• Available data:
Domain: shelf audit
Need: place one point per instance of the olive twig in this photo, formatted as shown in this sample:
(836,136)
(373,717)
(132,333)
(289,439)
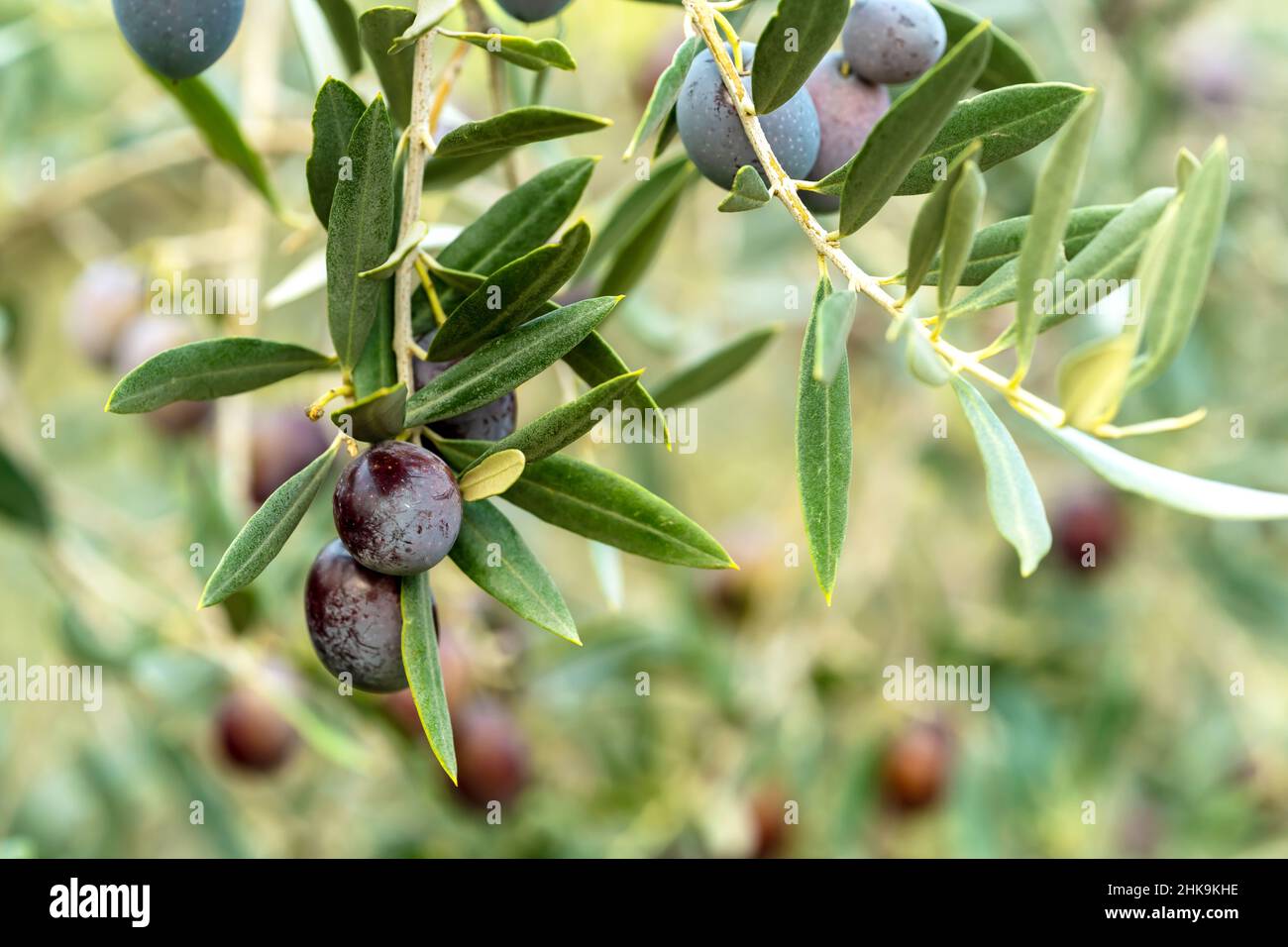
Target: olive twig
(825,244)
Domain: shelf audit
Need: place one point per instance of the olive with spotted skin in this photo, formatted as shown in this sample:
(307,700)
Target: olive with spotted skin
(488,421)
(712,131)
(532,11)
(848,107)
(179,38)
(397,508)
(893,40)
(355,618)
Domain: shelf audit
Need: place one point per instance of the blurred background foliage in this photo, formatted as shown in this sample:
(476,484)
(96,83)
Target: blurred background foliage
(1108,684)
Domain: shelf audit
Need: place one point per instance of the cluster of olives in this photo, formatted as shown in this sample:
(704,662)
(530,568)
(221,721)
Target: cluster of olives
(825,123)
(179,38)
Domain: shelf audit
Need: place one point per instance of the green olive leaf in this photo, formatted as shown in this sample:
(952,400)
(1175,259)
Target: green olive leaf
(794,42)
(506,363)
(1013,496)
(207,369)
(377,29)
(511,295)
(605,506)
(748,192)
(823,449)
(666,93)
(424,674)
(1173,291)
(927,230)
(376,418)
(1008,62)
(903,133)
(562,425)
(361,232)
(1052,200)
(335,114)
(518,127)
(713,369)
(523,52)
(961,221)
(220,132)
(515,579)
(266,532)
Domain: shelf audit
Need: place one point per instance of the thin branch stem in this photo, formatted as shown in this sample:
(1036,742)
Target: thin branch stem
(420,146)
(703,18)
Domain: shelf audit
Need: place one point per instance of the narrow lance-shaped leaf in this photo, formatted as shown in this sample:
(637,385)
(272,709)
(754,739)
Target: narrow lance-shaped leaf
(1112,256)
(1093,380)
(832,334)
(1006,121)
(210,368)
(518,581)
(21,500)
(666,93)
(344,27)
(716,368)
(510,295)
(377,29)
(523,52)
(1171,302)
(905,132)
(266,532)
(999,244)
(604,506)
(361,232)
(1013,496)
(424,674)
(965,209)
(748,192)
(506,363)
(335,114)
(927,230)
(219,129)
(377,416)
(492,475)
(565,424)
(429,13)
(794,42)
(515,128)
(823,453)
(1052,200)
(1172,488)
(1008,62)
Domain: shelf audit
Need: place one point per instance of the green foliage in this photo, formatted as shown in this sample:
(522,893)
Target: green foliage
(361,232)
(823,450)
(785,60)
(424,673)
(211,368)
(266,532)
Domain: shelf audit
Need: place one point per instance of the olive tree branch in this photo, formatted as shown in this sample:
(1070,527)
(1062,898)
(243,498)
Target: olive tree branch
(420,146)
(781,184)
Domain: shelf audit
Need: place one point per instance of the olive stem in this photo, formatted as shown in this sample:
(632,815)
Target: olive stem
(420,145)
(825,244)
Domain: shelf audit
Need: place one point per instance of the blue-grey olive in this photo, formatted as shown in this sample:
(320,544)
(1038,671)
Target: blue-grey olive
(848,107)
(179,38)
(713,136)
(893,40)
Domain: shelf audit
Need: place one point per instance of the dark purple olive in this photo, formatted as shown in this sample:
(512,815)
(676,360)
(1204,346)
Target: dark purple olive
(397,508)
(355,618)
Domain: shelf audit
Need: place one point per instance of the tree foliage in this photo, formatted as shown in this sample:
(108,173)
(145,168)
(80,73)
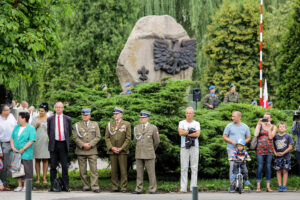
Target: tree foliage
(27,32)
(166,101)
(92,39)
(233,49)
(289,63)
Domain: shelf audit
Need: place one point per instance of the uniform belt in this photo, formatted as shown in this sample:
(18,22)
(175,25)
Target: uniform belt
(60,141)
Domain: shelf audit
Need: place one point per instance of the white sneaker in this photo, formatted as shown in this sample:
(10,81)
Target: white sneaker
(18,189)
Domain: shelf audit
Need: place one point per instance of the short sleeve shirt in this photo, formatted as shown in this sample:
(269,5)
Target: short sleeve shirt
(27,135)
(184,125)
(236,132)
(282,142)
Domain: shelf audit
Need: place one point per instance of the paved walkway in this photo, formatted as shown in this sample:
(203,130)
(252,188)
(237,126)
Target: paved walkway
(44,195)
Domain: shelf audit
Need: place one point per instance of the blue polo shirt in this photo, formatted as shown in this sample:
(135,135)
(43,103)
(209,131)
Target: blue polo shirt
(27,135)
(236,132)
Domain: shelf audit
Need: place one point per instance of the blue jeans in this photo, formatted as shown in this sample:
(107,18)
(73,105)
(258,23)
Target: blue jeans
(261,159)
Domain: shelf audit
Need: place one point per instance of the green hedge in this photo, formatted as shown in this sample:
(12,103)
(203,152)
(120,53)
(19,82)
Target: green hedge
(167,101)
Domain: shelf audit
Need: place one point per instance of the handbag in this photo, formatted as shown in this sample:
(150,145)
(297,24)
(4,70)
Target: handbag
(15,162)
(253,143)
(19,173)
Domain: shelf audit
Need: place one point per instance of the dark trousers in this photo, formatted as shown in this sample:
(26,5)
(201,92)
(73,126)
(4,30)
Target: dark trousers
(244,169)
(298,160)
(60,154)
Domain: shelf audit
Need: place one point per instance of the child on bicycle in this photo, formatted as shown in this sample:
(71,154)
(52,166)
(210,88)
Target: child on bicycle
(240,154)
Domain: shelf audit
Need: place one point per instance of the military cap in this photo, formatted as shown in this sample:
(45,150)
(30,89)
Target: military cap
(86,111)
(103,86)
(145,113)
(118,110)
(212,87)
(127,84)
(254,102)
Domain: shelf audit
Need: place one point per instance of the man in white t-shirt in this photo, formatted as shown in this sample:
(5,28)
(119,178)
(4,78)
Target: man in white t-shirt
(189,131)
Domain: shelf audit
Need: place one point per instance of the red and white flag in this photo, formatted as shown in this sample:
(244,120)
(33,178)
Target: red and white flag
(265,97)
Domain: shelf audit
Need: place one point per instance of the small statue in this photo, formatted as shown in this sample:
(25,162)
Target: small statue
(172,61)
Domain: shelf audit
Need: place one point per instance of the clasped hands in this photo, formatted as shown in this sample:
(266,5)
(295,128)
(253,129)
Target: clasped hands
(18,151)
(116,150)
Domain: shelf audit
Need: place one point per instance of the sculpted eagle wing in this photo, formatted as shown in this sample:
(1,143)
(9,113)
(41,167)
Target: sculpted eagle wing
(162,54)
(188,56)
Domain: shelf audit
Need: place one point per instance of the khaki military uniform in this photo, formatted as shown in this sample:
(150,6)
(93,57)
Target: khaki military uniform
(147,140)
(231,97)
(118,135)
(209,100)
(87,134)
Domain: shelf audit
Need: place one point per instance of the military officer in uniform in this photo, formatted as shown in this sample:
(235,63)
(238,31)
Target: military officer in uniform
(232,96)
(146,138)
(86,136)
(117,139)
(211,100)
(104,89)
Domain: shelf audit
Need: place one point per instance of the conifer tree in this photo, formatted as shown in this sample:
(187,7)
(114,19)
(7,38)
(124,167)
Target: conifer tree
(289,63)
(233,50)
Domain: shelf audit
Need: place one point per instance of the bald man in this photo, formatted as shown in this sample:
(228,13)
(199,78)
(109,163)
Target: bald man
(59,127)
(233,132)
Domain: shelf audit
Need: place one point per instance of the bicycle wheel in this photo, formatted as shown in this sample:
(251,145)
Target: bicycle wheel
(240,179)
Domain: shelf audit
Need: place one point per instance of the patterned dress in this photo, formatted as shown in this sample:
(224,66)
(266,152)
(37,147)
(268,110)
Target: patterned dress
(264,144)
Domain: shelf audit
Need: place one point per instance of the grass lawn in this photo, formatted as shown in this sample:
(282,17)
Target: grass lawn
(204,185)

• Problem requirements: Copy, word for word, the line that contains "Need: place one point per instance of the grass" and every line after it through the end of the records, and nothing else.

• The completed task:
Need: place one point per instance of the grass lawn in this photo, formatted as shown in this sample:
(282,17)
Target: grass lawn
(204,185)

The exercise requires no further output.